=== Instructions for the task ===
Only the lines below between the ones containing "<point>90,118</point>" and "Target: chalkboard sign", inclusive, are to be reproduced, each exactly as it stands.

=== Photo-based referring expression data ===
================================

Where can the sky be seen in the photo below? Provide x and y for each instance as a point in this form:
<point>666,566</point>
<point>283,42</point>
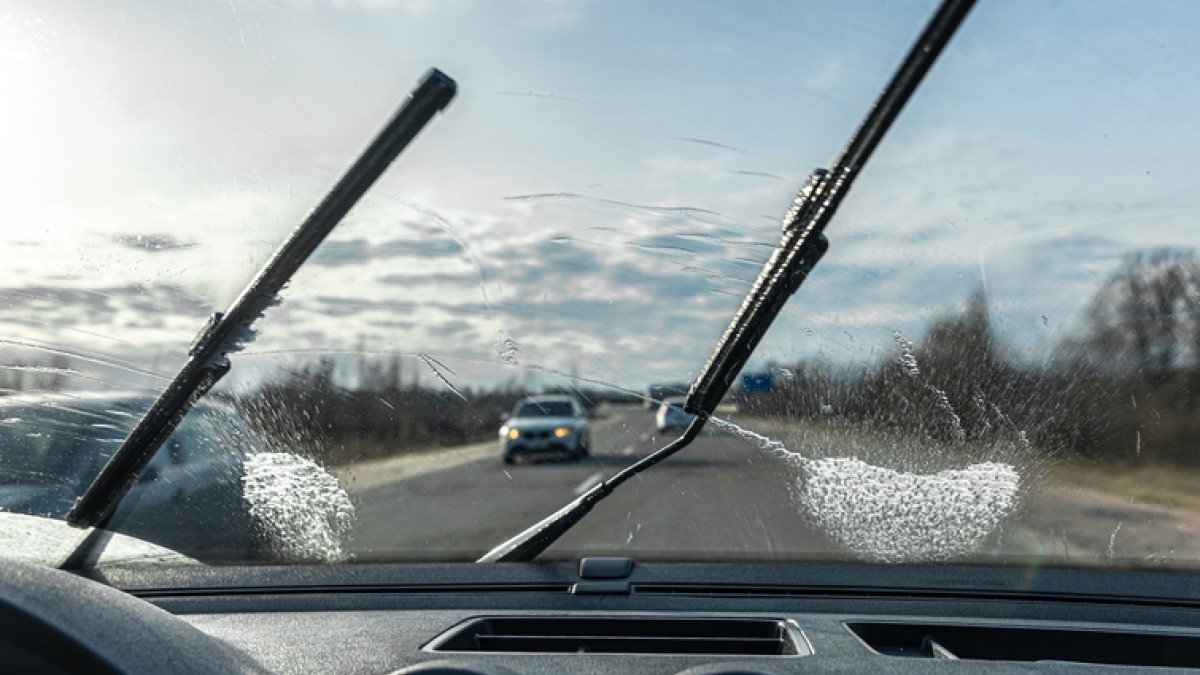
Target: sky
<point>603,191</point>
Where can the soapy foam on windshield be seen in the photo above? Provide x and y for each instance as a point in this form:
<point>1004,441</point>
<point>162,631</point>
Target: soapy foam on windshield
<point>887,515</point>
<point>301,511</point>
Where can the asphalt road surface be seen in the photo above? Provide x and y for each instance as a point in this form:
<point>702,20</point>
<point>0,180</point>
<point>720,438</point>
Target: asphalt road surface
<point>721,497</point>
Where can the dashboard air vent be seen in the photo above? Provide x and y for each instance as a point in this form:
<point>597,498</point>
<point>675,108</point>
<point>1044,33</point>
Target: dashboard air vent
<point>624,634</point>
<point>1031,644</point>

================================

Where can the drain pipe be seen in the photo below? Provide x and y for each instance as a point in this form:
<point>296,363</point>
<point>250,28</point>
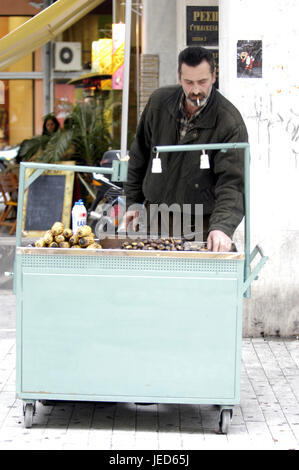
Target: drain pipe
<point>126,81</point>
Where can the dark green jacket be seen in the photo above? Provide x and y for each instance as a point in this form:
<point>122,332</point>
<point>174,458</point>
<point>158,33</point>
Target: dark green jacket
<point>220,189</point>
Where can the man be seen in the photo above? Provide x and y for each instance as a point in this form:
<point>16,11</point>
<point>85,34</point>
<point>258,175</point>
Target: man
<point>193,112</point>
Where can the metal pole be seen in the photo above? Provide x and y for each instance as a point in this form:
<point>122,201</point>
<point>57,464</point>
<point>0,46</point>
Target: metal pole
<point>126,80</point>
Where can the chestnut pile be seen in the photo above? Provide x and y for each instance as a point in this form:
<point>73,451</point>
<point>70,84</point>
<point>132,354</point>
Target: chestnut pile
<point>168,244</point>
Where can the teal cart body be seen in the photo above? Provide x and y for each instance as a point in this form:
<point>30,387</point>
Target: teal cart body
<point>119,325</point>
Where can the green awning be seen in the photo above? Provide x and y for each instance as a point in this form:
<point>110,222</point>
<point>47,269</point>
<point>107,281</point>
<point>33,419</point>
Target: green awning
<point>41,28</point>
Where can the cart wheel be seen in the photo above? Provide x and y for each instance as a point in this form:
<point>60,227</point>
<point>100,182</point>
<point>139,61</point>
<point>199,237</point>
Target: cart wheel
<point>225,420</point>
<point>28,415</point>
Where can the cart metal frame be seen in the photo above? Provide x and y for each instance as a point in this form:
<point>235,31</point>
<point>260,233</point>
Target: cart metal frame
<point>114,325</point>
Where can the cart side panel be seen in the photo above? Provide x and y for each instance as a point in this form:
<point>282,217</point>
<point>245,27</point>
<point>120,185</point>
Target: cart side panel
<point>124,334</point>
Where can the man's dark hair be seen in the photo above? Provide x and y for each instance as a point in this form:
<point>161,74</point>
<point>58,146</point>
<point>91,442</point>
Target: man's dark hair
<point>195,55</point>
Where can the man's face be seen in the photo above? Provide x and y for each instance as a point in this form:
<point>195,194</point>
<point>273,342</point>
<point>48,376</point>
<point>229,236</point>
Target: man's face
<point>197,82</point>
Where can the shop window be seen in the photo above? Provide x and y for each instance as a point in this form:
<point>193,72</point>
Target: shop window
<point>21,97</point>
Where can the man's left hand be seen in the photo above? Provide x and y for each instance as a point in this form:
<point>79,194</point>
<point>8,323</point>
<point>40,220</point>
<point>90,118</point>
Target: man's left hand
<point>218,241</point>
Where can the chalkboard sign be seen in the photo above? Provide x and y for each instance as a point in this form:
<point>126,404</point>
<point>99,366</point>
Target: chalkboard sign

================================

=== Task output ===
<point>90,118</point>
Target: man's left hand
<point>218,241</point>
Where can the chalkboard sign be seen in the photo above? Provide x and y for each instance as a point in this form:
<point>126,404</point>
<point>99,366</point>
Target: chalkboard sign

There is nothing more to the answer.